Task brief: Write the data below out exactly as it stands. Do not include the pictures.

* * * * * * *

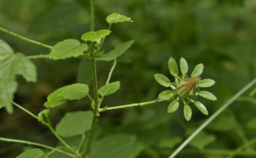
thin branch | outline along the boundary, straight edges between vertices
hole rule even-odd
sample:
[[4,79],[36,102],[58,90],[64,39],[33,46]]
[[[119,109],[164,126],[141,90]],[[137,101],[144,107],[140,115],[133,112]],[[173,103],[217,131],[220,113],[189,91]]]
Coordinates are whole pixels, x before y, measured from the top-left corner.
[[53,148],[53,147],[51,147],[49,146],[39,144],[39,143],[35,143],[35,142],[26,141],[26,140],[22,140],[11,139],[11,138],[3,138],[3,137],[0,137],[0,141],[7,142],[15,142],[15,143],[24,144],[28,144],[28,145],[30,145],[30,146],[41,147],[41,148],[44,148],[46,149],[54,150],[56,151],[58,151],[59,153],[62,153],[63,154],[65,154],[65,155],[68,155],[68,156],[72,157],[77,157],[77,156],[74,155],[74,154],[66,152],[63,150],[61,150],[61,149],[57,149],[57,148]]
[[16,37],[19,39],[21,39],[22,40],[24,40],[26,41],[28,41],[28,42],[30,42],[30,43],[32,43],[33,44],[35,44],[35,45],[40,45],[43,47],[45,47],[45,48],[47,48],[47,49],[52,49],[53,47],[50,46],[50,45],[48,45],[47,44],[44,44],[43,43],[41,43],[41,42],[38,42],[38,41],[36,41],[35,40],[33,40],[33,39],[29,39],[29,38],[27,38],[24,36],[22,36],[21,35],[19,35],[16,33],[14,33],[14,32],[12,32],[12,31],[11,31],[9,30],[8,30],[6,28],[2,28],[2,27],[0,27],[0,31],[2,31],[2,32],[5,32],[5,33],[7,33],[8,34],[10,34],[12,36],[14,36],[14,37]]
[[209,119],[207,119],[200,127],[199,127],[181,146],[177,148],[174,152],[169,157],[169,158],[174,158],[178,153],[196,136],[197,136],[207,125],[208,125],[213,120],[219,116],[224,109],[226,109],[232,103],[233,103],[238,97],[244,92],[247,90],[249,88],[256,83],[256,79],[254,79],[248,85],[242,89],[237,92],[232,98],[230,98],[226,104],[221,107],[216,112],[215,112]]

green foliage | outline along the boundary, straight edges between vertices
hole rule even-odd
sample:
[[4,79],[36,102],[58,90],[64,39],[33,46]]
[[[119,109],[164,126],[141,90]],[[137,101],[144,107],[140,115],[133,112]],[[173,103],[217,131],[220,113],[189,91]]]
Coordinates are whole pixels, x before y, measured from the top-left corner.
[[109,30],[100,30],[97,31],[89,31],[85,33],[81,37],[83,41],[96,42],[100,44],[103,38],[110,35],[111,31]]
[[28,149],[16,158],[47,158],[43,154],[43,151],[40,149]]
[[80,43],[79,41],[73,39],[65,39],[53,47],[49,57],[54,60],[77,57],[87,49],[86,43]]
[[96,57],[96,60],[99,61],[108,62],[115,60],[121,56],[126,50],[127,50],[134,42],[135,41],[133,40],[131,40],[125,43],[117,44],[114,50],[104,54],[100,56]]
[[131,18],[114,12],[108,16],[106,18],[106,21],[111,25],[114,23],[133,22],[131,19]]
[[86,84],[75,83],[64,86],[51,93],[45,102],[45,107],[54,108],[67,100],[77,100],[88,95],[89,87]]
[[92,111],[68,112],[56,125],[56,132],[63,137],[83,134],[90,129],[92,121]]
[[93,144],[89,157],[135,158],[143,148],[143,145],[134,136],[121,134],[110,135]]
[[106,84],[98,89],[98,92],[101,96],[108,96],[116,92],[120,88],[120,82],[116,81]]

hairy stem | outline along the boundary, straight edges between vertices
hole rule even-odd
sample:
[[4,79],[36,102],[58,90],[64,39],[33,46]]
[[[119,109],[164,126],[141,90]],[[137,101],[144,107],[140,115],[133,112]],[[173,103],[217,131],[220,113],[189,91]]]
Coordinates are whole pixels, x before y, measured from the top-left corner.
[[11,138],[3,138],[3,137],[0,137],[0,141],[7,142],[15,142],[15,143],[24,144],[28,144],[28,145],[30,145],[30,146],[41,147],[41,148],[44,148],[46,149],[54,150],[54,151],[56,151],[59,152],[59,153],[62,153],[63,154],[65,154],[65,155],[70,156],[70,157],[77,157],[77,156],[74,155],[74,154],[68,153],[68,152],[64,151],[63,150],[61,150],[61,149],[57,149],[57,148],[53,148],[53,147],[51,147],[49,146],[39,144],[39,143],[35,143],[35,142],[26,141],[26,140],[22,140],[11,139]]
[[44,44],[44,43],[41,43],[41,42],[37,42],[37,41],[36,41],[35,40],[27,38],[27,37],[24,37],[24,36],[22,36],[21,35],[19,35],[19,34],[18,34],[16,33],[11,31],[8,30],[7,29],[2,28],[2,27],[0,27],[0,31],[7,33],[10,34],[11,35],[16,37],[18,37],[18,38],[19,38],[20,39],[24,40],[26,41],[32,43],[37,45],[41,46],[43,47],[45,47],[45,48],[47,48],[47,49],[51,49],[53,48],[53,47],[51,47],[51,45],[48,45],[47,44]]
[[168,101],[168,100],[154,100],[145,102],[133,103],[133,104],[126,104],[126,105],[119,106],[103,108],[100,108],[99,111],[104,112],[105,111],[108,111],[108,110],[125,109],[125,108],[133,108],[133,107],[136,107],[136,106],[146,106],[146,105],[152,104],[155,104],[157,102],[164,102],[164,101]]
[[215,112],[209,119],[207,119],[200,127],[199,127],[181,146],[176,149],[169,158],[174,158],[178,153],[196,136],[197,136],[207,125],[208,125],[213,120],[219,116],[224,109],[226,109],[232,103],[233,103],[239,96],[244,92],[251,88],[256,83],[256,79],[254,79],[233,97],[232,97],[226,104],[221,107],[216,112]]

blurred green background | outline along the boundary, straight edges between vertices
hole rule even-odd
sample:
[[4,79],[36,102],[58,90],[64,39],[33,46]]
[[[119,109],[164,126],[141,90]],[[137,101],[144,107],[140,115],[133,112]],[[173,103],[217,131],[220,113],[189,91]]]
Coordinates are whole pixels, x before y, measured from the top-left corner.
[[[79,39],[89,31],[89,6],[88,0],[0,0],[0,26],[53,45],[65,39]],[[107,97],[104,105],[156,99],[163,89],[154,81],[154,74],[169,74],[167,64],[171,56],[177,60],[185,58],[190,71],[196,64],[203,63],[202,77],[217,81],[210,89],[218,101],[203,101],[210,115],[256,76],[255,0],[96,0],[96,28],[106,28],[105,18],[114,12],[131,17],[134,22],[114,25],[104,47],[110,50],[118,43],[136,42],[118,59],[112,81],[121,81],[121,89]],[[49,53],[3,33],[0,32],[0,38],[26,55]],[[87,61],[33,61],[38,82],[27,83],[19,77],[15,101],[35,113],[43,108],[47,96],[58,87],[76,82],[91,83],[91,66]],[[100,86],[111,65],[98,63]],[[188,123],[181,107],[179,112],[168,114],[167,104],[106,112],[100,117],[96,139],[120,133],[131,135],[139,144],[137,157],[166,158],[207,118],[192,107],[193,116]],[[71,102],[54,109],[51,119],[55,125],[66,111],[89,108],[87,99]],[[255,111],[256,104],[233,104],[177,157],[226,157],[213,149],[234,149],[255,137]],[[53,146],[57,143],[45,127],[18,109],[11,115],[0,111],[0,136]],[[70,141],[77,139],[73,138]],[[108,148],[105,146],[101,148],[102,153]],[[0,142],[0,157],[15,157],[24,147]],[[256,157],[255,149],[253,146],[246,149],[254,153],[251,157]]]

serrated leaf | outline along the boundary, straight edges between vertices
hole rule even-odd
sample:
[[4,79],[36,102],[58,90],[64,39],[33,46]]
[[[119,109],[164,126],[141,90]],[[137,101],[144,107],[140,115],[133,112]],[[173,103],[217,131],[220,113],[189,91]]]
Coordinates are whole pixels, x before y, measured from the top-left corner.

* * * * * * *

Solution for this task:
thin branch | outline along the boundary, straight edges between vertices
hole rule even-odd
sample:
[[4,79],[36,102],[58,90],[64,39],[33,46]]
[[[119,109],[164,126],[141,90]],[[137,101],[144,107],[140,115],[133,112]],[[173,103],[217,131],[220,113],[189,91]]]
Coordinates are whole pixels, x before y, measured from the top-left corner.
[[53,148],[53,147],[51,147],[49,146],[39,144],[39,143],[35,143],[35,142],[26,141],[26,140],[22,140],[11,139],[11,138],[3,138],[3,137],[0,137],[0,141],[7,142],[15,142],[15,143],[24,144],[28,144],[28,145],[30,145],[30,146],[41,147],[41,148],[44,148],[46,149],[54,150],[56,151],[58,151],[59,153],[62,153],[63,154],[65,154],[65,155],[68,155],[68,156],[72,157],[77,157],[77,156],[74,155],[74,154],[66,152],[63,150],[61,150],[61,149],[57,149],[57,148]]
[[16,37],[19,39],[21,39],[22,40],[24,40],[26,41],[28,41],[28,42],[30,42],[30,43],[32,43],[33,44],[35,44],[35,45],[40,45],[43,47],[45,47],[45,48],[47,48],[47,49],[52,49],[53,47],[50,46],[50,45],[48,45],[47,44],[44,44],[43,43],[41,43],[41,42],[38,42],[38,41],[36,41],[35,40],[33,40],[33,39],[29,39],[29,38],[27,38],[24,36],[22,36],[21,35],[19,35],[16,33],[14,33],[14,32],[12,32],[12,31],[11,31],[9,30],[8,30],[6,28],[2,28],[2,27],[0,27],[0,31],[2,31],[2,32],[5,32],[5,33],[7,33],[8,34],[10,34],[12,36],[14,36],[14,37]]
[[209,119],[207,119],[200,127],[199,127],[181,146],[177,148],[174,152],[169,157],[169,158],[174,158],[178,153],[196,136],[197,136],[207,125],[208,125],[213,120],[219,116],[224,109],[226,109],[232,103],[233,103],[238,97],[244,92],[247,90],[249,88],[256,83],[256,79],[254,79],[248,85],[242,89],[237,92],[232,98],[230,98],[226,104],[221,107],[216,112],[215,112]]

green foliage | outline along the boundary, straight edges between vertices
hole rule even-odd
sample:
[[4,79],[36,102],[58,90],[64,39],[33,46]]
[[[119,109],[164,126],[141,90]],[[137,101],[144,107],[140,115],[133,112]],[[173,103],[217,131],[220,113],[189,91]]]
Coordinates are whole pixels, x before y, measured from the top-left corner.
[[109,30],[100,30],[97,31],[89,31],[85,33],[81,37],[83,41],[96,42],[100,44],[103,38],[110,35],[111,31]]
[[28,149],[16,158],[47,158],[43,154],[43,151],[40,149]]
[[80,43],[79,41],[73,39],[65,39],[53,47],[49,57],[54,60],[77,57],[87,49],[86,43]]
[[96,57],[96,60],[99,61],[108,62],[115,60],[121,56],[126,50],[127,50],[134,42],[135,41],[133,40],[131,40],[125,43],[117,44],[114,50],[104,54],[100,56]]
[[131,18],[114,12],[108,16],[106,18],[106,21],[111,25],[114,23],[133,22],[131,19]]
[[86,84],[75,83],[64,86],[51,93],[45,102],[45,107],[54,108],[67,100],[77,100],[88,95],[89,87]]
[[92,111],[68,112],[56,125],[56,132],[63,137],[83,134],[90,129],[92,121]]
[[93,144],[89,157],[135,158],[143,148],[143,145],[134,136],[121,134],[110,135]]
[[106,84],[98,89],[98,92],[101,96],[108,96],[116,92],[120,88],[120,82],[116,81]]

hairy stem | outline along the boundary, straight edges between vertices
hole rule even-odd
sample:
[[4,79],[36,102],[58,90],[64,39],[33,46]]
[[[119,109],[164,126],[141,90]],[[137,101],[144,107],[140,115],[133,112]],[[173,103],[217,131],[220,113],[189,91]]]
Coordinates are whole pixels, x before y, measured from the top-left corner.
[[11,138],[3,138],[3,137],[0,137],[0,141],[7,142],[15,142],[15,143],[24,144],[28,144],[28,145],[30,145],[30,146],[41,147],[41,148],[44,148],[46,149],[54,150],[54,151],[56,151],[59,152],[59,153],[62,153],[63,154],[65,154],[65,155],[70,156],[70,157],[77,157],[77,156],[74,155],[74,154],[68,153],[68,152],[64,151],[63,150],[61,150],[61,149],[57,149],[57,148],[53,148],[53,147],[51,147],[49,146],[39,144],[39,143],[35,143],[35,142],[26,141],[26,140],[22,140],[11,139]]
[[44,44],[44,43],[41,43],[41,42],[37,42],[37,41],[36,41],[35,40],[27,38],[27,37],[24,37],[24,36],[22,36],[21,35],[19,35],[19,34],[18,34],[16,33],[11,31],[8,30],[7,29],[2,28],[2,27],[0,27],[0,31],[7,33],[10,34],[11,35],[16,37],[18,37],[18,38],[19,38],[20,39],[24,40],[26,41],[32,43],[37,45],[41,46],[43,47],[45,47],[45,48],[47,48],[47,49],[51,49],[53,48],[53,47],[51,47],[51,45],[48,45],[47,44]]
[[168,101],[168,100],[154,100],[145,102],[133,103],[133,104],[126,104],[126,105],[119,106],[103,108],[100,108],[99,111],[104,112],[105,111],[108,111],[108,110],[125,109],[125,108],[133,108],[133,107],[136,107],[136,106],[146,106],[146,105],[152,104],[155,104],[157,102],[164,102],[164,101]]
[[215,112],[209,119],[207,119],[200,127],[199,127],[181,146],[176,149],[169,158],[174,158],[178,153],[196,136],[197,136],[207,125],[208,125],[213,120],[219,116],[224,109],[226,109],[232,103],[233,103],[239,96],[244,92],[251,88],[256,83],[256,79],[254,79],[233,97],[232,97],[226,104],[221,107],[216,112]]

blurred green background | outline along the boundary, straight edges between vertices
hole rule even-odd
sample:
[[4,79],[36,102],[58,90],[64,39],[33,46]]
[[[119,109],[164,126],[141,90]],[[137,101],[144,107],[140,115],[133,112]],[[173,103],[217,131],[220,113],[189,91]]]
Coordinates are whole pixels, x before y, measured from the top-left corner.
[[[79,39],[89,31],[89,6],[88,0],[0,0],[0,26],[53,45],[65,39]],[[107,97],[104,105],[156,99],[163,89],[154,81],[154,74],[169,74],[167,64],[171,56],[177,60],[185,58],[190,71],[196,64],[203,63],[202,77],[217,81],[210,89],[218,101],[203,101],[210,115],[256,76],[255,0],[96,0],[96,28],[106,28],[105,18],[114,12],[131,17],[134,22],[114,25],[104,47],[110,50],[118,43],[136,42],[118,59],[112,81],[121,81],[121,89]],[[49,53],[3,33],[0,32],[0,38],[26,55]],[[87,61],[33,61],[38,82],[27,83],[19,77],[15,101],[35,113],[43,108],[47,96],[58,87],[76,82],[91,83],[91,66]],[[100,86],[111,65],[98,63]],[[188,123],[181,107],[179,112],[168,114],[167,104],[106,112],[100,117],[96,139],[120,133],[131,135],[139,144],[137,157],[166,158],[207,118],[192,107],[193,116]],[[71,102],[54,109],[51,119],[55,125],[66,111],[89,108],[87,99]],[[255,111],[256,104],[233,104],[177,157],[226,157],[213,149],[234,149],[255,137]],[[53,146],[57,143],[45,127],[18,109],[11,115],[0,111],[0,136]],[[70,141],[77,139],[73,138]],[[108,148],[105,146],[101,148],[102,153]],[[0,142],[0,157],[15,157],[24,147]],[[256,157],[255,149],[253,146],[246,149],[254,153],[251,157]]]

serrated leaf | outline along the boundary, straight edges between vertices
hole rule even-odd
sample:
[[4,79],[36,102],[58,90],[64,39],[33,46]]
[[[119,109],[164,126],[141,90]],[[137,101],[144,107],[140,115],[133,112]],[[173,103],[217,131],[220,113],[189,91]]]
Coordinates are whole pixels, x before y, measured from the top-left corner.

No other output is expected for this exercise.